**GIVEN EXERCISE**
Reproduce verbatim the lines of the listing below, from the line containing "Place one marker on every instance of the reflection of pot" through the end of the listing, both ends included.

**INPUT DATA**
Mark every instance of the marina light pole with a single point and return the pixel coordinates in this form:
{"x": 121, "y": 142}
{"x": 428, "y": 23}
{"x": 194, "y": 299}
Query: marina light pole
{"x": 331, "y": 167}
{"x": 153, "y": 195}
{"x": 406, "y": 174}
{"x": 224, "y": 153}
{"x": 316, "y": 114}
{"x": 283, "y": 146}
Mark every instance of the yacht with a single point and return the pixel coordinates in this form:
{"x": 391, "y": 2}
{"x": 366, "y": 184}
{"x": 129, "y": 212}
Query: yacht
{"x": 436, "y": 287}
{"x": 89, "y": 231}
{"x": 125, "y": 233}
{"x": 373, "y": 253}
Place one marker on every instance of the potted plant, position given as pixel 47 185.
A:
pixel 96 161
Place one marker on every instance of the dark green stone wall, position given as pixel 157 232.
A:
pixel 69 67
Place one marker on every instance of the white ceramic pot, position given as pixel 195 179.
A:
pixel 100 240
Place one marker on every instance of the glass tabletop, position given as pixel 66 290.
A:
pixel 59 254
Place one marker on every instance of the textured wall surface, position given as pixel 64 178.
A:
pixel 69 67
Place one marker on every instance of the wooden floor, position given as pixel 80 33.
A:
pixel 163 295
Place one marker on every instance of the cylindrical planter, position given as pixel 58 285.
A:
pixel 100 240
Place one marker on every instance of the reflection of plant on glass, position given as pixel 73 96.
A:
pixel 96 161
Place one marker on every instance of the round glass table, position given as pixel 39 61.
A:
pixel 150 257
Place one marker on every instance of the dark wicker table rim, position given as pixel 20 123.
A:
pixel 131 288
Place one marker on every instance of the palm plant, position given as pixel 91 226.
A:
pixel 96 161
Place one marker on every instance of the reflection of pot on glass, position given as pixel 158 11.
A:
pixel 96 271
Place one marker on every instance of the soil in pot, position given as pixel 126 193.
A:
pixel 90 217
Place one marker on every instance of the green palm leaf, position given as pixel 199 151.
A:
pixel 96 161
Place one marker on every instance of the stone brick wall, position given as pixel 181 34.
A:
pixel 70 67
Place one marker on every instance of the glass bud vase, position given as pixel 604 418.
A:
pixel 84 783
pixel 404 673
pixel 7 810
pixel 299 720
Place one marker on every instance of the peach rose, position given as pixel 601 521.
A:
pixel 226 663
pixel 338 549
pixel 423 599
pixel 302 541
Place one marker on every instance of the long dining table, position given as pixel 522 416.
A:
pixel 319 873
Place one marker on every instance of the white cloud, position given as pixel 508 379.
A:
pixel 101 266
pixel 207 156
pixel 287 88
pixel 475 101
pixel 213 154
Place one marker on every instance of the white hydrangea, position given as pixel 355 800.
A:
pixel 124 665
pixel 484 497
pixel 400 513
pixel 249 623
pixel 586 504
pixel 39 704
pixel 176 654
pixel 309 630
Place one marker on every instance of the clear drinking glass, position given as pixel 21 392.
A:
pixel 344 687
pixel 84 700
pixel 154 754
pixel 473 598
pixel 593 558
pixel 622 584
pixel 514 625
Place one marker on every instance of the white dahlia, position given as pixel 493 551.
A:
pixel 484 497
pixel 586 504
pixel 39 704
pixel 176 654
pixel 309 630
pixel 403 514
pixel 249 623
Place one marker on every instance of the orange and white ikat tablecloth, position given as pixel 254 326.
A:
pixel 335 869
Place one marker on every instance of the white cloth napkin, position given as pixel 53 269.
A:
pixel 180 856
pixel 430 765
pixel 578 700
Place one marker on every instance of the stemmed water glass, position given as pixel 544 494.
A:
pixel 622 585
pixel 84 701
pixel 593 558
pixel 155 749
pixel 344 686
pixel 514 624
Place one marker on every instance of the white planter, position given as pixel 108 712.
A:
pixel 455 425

**EXERCISE RESULT**
Place one marker on every instance of the reflection of pot on glass, position given as pixel 158 11.
A:
pixel 96 271
Place one marker on every instance of the soil in pot, position given as pixel 126 193.
A:
pixel 90 217
Place one marker on every instance of the green palm leaf, position given as pixel 199 151.
A:
pixel 96 161
Place one marker on every instance of the stone brick wall, position given as pixel 181 34.
A:
pixel 70 67
Place one marker on every instance of the glass bud vase, position given as pixel 604 418.
A:
pixel 84 783
pixel 404 673
pixel 7 810
pixel 299 720
Place one marker on every instance of the peach rose, position given as pixel 601 521.
A:
pixel 226 663
pixel 338 549
pixel 423 599
pixel 302 541
Place one marker on every instance of the long dining table, position given as pixel 522 416.
A:
pixel 319 873
Place one marker on every instance of the white cloud, position given as pixel 508 379.
A:
pixel 101 266
pixel 207 156
pixel 287 88
pixel 475 101
pixel 213 154
Place one marker on every instance of the white hydrangea, position given as pixel 355 800.
A:
pixel 124 665
pixel 484 497
pixel 400 513
pixel 249 623
pixel 586 504
pixel 39 704
pixel 176 654
pixel 309 630
Place one marker on every instance of the clear drinking glass, position given as pixel 21 392.
A:
pixel 344 687
pixel 84 700
pixel 154 754
pixel 473 598
pixel 593 558
pixel 622 584
pixel 514 625
Place one marker on every instance of the white dahlia, position given as pixel 493 551.
A:
pixel 484 497
pixel 586 504
pixel 39 704
pixel 176 654
pixel 309 630
pixel 403 514
pixel 249 623
Place one marker on every instance of the orange and white ikat tablecloth, position given as pixel 254 326.
A:
pixel 335 869
Place one marker on every instance of the white cloth napkin, position given as pixel 53 269.
A:
pixel 180 856
pixel 430 765
pixel 578 700
Place one marker on every instance of the stemmed water glass, position given as pixel 544 494.
A:
pixel 622 585
pixel 84 701
pixel 593 558
pixel 155 749
pixel 344 686
pixel 514 624
Place one marker on every instance of the white planter, position given as pixel 108 712.
A:
pixel 455 425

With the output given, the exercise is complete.